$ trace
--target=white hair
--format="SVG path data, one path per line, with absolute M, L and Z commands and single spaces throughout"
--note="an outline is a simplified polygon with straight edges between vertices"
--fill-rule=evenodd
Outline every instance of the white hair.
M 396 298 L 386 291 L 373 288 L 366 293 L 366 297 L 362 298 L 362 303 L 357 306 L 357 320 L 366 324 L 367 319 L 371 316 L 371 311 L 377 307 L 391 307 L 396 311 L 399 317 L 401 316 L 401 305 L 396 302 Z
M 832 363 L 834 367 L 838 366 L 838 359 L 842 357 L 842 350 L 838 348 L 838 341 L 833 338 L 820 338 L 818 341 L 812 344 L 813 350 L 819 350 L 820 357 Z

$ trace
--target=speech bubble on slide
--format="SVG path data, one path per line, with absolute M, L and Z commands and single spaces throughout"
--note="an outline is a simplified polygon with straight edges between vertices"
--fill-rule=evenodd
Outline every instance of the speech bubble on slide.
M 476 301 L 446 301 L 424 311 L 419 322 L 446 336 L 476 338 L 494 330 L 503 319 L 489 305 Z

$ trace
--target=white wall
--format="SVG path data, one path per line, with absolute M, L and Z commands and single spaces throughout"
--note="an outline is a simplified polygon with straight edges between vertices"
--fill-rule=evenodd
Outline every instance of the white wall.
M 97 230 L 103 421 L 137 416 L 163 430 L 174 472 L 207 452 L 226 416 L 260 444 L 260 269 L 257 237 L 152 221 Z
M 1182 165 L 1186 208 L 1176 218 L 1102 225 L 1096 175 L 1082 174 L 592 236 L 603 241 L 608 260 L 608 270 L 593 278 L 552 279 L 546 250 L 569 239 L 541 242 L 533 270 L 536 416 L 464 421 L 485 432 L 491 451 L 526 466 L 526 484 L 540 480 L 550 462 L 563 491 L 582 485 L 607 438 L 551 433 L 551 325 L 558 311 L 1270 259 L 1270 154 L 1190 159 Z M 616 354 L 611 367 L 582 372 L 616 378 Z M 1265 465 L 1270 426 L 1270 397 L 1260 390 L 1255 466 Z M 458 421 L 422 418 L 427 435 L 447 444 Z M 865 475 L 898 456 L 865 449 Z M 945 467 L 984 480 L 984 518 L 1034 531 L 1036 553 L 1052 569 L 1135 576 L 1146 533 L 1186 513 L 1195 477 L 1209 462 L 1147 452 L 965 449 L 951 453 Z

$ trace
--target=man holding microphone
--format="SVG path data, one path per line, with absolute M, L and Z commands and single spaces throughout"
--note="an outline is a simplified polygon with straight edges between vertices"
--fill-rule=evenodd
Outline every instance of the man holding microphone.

**Your instructions:**
Change every occurrence of "simplified polygon" to "rough polygon" in all of the lines above, and leave everything else unchanged.

**Full solution:**
$ trace
--target=white hair
--format="SVG path data, one path per line, with absolute M, L and Z commands and single spaces throughout"
--note="an outline is a rough polygon with straight edges between vertices"
--fill-rule=evenodd
Outline every instance of the white hair.
M 396 298 L 386 291 L 373 288 L 366 293 L 366 297 L 362 298 L 362 303 L 357 306 L 357 320 L 366 324 L 367 319 L 371 316 L 371 311 L 377 307 L 391 307 L 396 311 L 399 317 L 401 316 L 401 305 L 396 302 Z
M 832 363 L 834 367 L 838 366 L 838 359 L 842 357 L 842 350 L 838 348 L 838 341 L 833 338 L 820 338 L 818 341 L 812 344 L 813 350 L 819 350 L 820 357 Z

$ trace
--target=speech bubble on slide
--format="SVG path data, one path per line, with absolute M, L and Z commands and single spaces throughout"
--note="an outline is a rough polygon with straight edges between vertices"
--fill-rule=evenodd
Outline every instance of the speech bubble on slide.
M 476 301 L 446 301 L 424 311 L 419 322 L 446 336 L 476 338 L 494 330 L 503 319 L 489 305 Z

$ trace
--target=white wall
--format="SVG path data, one path per line, with absolute M, L and Z commands and single spaces throughout"
--note="an outline is a rough polygon with straight edges between vertices"
--fill-rule=evenodd
Outline every instance of the white wall.
M 97 230 L 103 421 L 137 416 L 163 430 L 174 472 L 207 452 L 226 416 L 260 444 L 260 269 L 257 237 L 152 221 Z
M 1182 165 L 1186 208 L 1176 218 L 1102 225 L 1096 175 L 1082 174 L 592 236 L 603 241 L 608 260 L 608 270 L 593 278 L 552 279 L 546 250 L 569 239 L 541 242 L 533 270 L 536 416 L 464 421 L 485 432 L 491 451 L 526 466 L 526 484 L 540 480 L 550 462 L 563 491 L 582 485 L 607 438 L 551 433 L 551 325 L 558 311 L 1270 259 L 1270 154 L 1190 159 Z M 616 354 L 611 367 L 582 372 L 616 378 Z M 1265 465 L 1270 426 L 1270 397 L 1260 390 L 1255 466 Z M 458 421 L 422 418 L 427 435 L 447 444 Z M 865 475 L 898 456 L 865 449 Z M 945 467 L 984 480 L 984 518 L 1034 531 L 1036 553 L 1052 569 L 1135 576 L 1146 533 L 1186 513 L 1195 477 L 1209 462 L 1147 452 L 965 449 L 951 453 Z

$ trace
--target=man holding microphone
--format="SVG path data, one path per line, with absolute M, L and Z commands and single spaces throughout"
--note="an outline is a rough polygon with straight edges between vertices"
--fill-rule=evenodd
Outline every instance of the man holding microphone.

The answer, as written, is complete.